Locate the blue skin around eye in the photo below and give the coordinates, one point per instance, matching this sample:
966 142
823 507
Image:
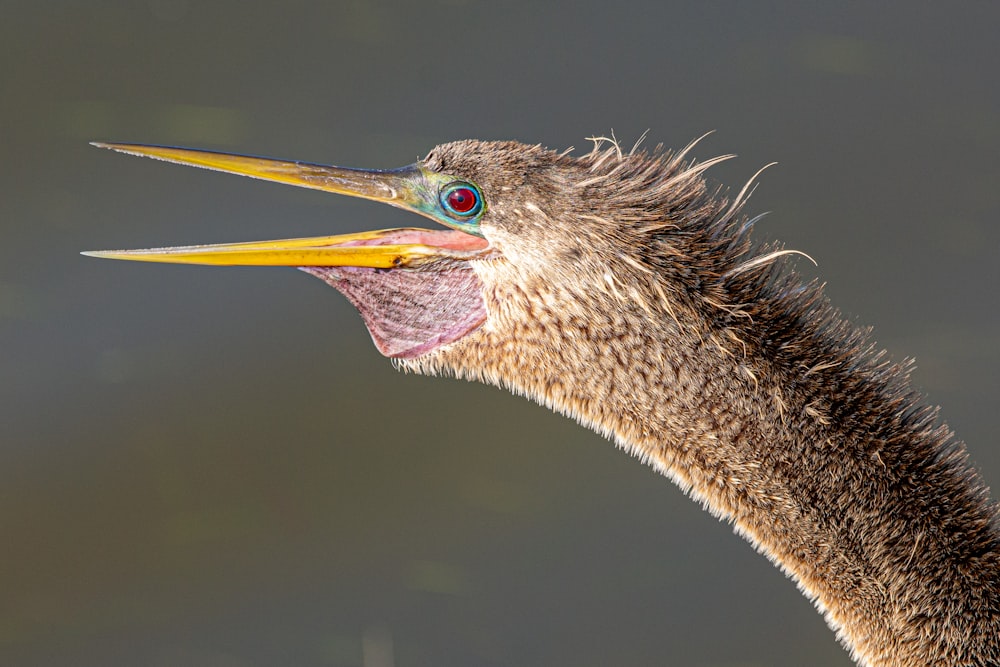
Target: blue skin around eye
469 220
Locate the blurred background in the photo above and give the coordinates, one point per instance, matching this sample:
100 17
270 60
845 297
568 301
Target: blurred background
215 468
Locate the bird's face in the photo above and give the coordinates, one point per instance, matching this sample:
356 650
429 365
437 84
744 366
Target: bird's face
417 289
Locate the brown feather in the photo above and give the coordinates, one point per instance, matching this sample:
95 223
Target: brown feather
628 295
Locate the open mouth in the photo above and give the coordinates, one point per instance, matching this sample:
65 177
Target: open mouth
414 188
415 288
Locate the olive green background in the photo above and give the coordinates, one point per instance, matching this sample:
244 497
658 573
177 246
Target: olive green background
215 468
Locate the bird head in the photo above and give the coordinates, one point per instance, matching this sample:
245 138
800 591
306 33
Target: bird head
518 224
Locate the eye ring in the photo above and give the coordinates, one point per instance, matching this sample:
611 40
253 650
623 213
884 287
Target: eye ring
461 200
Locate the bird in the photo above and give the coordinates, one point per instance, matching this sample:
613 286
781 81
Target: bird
620 288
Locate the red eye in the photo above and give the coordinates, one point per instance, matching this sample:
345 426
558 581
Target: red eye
462 200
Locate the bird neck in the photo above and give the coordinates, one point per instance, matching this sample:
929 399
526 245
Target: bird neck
818 453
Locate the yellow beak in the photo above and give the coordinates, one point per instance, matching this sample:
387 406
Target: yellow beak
413 188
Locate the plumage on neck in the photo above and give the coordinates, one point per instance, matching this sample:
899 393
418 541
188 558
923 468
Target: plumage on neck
638 307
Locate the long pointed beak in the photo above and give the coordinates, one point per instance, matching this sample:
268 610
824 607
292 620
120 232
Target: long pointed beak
413 188
390 186
383 249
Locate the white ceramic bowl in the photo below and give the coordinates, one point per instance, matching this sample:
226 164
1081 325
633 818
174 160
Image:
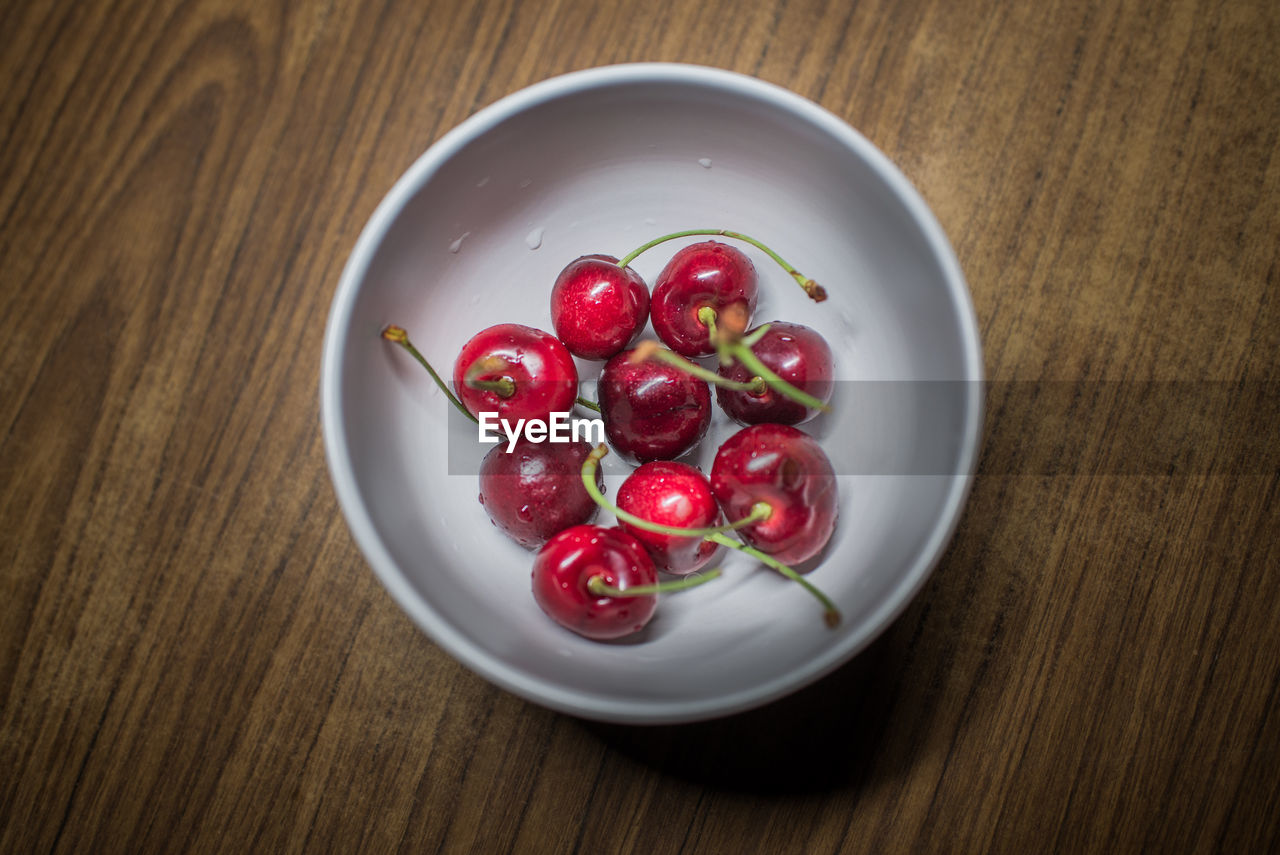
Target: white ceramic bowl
600 161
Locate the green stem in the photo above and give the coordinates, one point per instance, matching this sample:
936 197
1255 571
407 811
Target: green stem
398 335
598 586
812 288
759 369
755 385
707 315
501 387
760 511
831 616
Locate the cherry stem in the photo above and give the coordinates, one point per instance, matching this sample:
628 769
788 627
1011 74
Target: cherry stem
817 293
831 616
597 585
760 511
397 335
741 351
753 364
501 387
650 350
707 315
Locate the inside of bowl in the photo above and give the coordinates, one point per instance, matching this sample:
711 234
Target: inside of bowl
483 229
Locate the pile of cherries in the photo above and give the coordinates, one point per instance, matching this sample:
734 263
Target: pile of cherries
771 484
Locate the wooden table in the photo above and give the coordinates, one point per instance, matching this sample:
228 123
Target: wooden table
196 658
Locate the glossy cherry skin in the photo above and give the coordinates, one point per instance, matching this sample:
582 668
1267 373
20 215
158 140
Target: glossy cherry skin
598 307
542 369
798 355
535 490
703 274
652 410
786 469
671 494
566 563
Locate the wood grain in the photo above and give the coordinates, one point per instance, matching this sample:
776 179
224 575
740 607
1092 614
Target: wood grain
195 657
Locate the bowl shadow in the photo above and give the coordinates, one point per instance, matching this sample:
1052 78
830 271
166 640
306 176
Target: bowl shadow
826 736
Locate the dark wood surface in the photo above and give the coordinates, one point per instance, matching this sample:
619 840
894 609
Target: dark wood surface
196 658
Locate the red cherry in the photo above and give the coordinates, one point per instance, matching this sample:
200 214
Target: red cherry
652 410
598 307
671 494
702 275
794 352
516 371
536 489
787 470
562 574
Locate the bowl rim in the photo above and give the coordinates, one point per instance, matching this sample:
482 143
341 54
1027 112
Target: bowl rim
341 466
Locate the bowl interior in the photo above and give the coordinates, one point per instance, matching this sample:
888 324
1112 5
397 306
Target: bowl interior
475 233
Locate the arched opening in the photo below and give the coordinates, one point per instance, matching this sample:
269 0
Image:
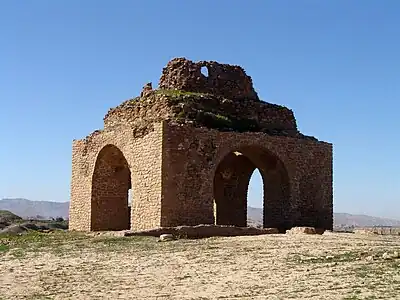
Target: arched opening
255 200
231 187
204 71
111 183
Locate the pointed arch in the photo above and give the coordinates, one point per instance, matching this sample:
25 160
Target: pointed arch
111 182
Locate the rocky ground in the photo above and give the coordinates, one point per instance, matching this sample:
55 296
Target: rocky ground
65 265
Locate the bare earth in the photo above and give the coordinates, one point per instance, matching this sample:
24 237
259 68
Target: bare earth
77 266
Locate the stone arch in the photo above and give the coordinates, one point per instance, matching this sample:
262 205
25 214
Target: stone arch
111 181
231 181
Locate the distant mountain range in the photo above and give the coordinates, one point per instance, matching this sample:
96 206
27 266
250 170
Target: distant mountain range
33 209
254 215
46 209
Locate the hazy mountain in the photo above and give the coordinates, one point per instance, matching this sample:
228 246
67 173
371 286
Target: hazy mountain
29 209
339 219
47 209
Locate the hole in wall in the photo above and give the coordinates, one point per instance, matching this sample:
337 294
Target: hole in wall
129 200
255 200
204 71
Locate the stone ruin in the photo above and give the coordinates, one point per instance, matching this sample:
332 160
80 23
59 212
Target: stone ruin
187 151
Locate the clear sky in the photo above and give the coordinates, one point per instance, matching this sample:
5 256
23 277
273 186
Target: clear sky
64 63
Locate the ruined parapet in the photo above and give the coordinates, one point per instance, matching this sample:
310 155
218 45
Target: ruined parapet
224 80
224 100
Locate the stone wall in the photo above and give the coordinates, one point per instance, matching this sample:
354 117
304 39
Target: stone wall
196 139
92 199
228 81
297 175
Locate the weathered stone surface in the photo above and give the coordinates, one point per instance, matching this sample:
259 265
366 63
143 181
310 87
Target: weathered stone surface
228 81
192 146
166 237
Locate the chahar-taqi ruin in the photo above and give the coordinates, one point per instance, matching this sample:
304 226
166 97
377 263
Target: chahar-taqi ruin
187 150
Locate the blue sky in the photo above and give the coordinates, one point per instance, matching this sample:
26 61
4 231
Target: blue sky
63 64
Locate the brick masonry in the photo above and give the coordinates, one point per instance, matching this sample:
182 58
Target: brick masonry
187 173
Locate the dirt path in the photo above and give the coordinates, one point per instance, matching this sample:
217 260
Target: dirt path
337 266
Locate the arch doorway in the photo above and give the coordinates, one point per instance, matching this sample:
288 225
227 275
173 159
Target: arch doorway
111 183
231 183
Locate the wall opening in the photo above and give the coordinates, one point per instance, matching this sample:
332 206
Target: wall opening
204 71
255 200
234 190
130 200
111 183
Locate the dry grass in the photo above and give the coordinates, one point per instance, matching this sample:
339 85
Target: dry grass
76 266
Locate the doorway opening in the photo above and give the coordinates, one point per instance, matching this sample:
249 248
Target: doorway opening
255 200
111 183
251 176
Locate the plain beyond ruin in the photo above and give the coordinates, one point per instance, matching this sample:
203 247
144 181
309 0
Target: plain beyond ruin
187 151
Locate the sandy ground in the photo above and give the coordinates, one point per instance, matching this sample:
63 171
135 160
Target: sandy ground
334 266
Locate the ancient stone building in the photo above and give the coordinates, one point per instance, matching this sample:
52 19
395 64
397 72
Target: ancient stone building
187 151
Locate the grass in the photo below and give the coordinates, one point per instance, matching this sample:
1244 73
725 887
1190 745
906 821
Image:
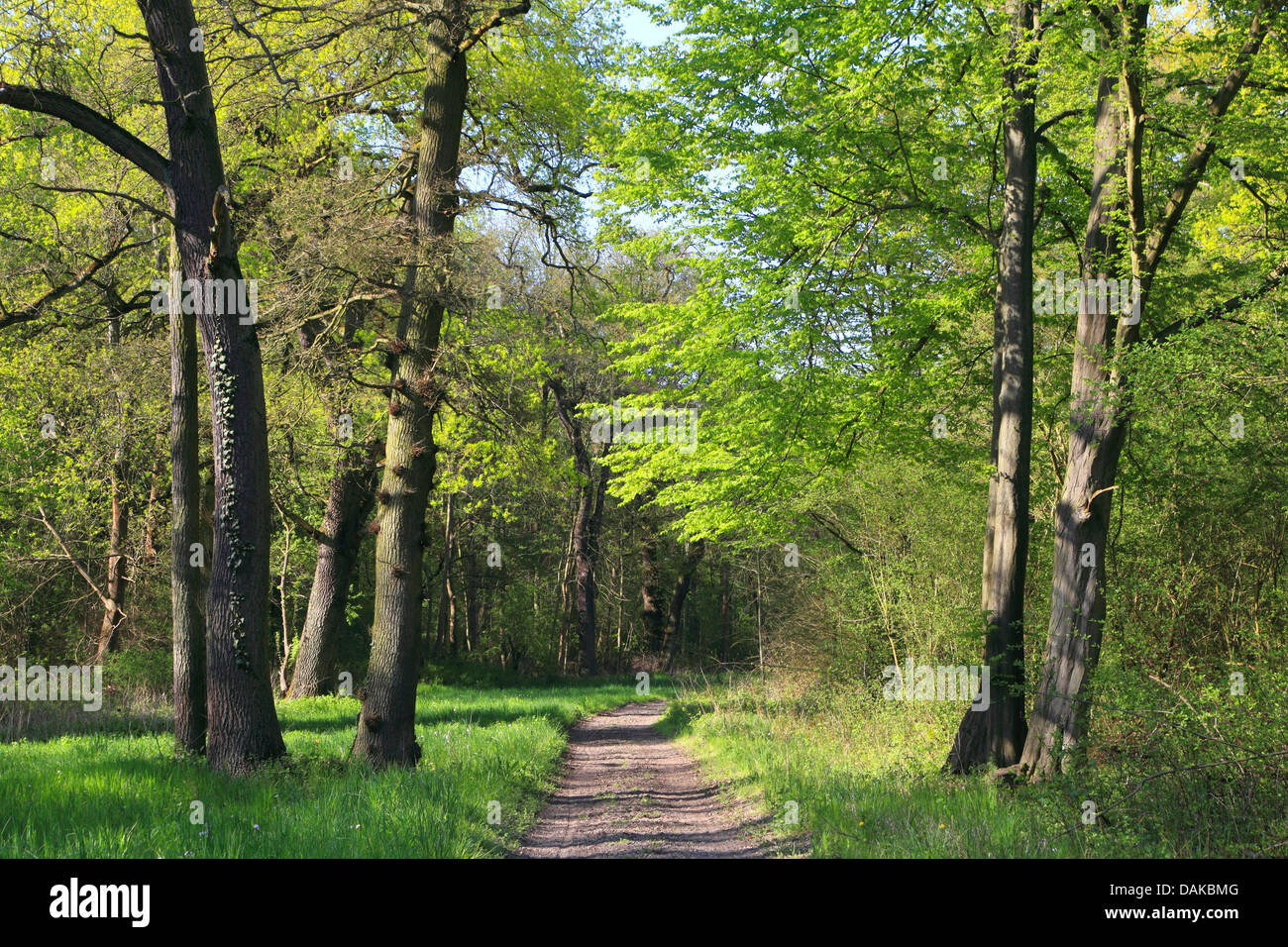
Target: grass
864 775
124 795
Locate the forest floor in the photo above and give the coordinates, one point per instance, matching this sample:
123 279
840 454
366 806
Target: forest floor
629 791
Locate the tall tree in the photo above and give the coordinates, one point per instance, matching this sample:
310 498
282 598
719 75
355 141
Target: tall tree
997 733
386 722
244 728
592 484
1100 403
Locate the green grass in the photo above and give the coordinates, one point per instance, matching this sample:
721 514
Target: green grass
114 795
864 775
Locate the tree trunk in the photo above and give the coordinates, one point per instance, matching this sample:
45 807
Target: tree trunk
243 720
114 611
725 613
651 594
997 733
385 725
684 582
349 500
587 525
1100 406
473 599
446 582
188 625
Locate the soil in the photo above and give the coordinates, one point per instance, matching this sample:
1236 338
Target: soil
630 792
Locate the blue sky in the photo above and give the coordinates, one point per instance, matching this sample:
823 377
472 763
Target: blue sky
640 27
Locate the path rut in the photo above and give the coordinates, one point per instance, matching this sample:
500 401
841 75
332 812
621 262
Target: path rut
630 792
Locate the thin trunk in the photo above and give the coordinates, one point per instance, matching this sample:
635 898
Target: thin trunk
725 612
114 611
349 501
284 656
587 525
386 722
473 599
188 625
651 594
446 583
1100 402
150 518
684 582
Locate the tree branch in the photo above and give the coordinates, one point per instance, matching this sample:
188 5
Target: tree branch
91 123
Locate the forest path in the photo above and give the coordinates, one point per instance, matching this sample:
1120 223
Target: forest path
630 792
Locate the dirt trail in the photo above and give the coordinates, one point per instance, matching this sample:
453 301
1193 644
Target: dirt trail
630 792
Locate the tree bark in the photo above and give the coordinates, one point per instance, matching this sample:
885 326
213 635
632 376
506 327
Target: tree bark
114 611
587 525
725 612
651 594
386 722
684 582
1100 402
243 722
349 501
188 625
997 733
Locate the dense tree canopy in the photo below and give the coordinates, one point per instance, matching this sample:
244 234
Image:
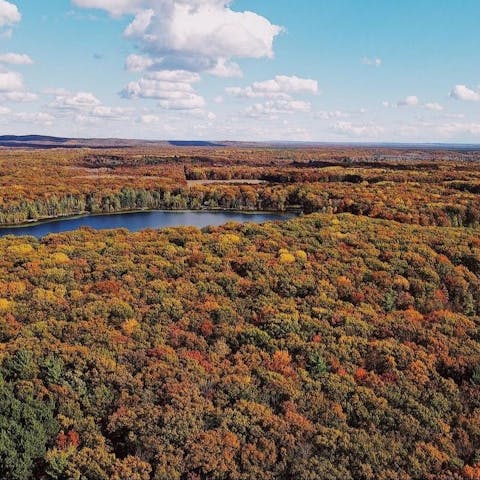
━━━
### PROMPT
Given the word "below", show every line of the records that contains it.

### YOUR RESPONSE
Locate the blue skin around eye in the photo below and give the coordinates, one point per instance, matching this sample:
Locate the white ceramic bowl in the photo below and give the coordinates, one point per instance, matching this sample:
Locate the arched opening in the photo below and give the coordinates, one point per instance, matching this sample:
Locate the grass in the photo below and give the coordinates, one point per instance, matching this sample:
Locate the dense tree canopy in the photo below and give the coordinates, one point per instance, matching this sample:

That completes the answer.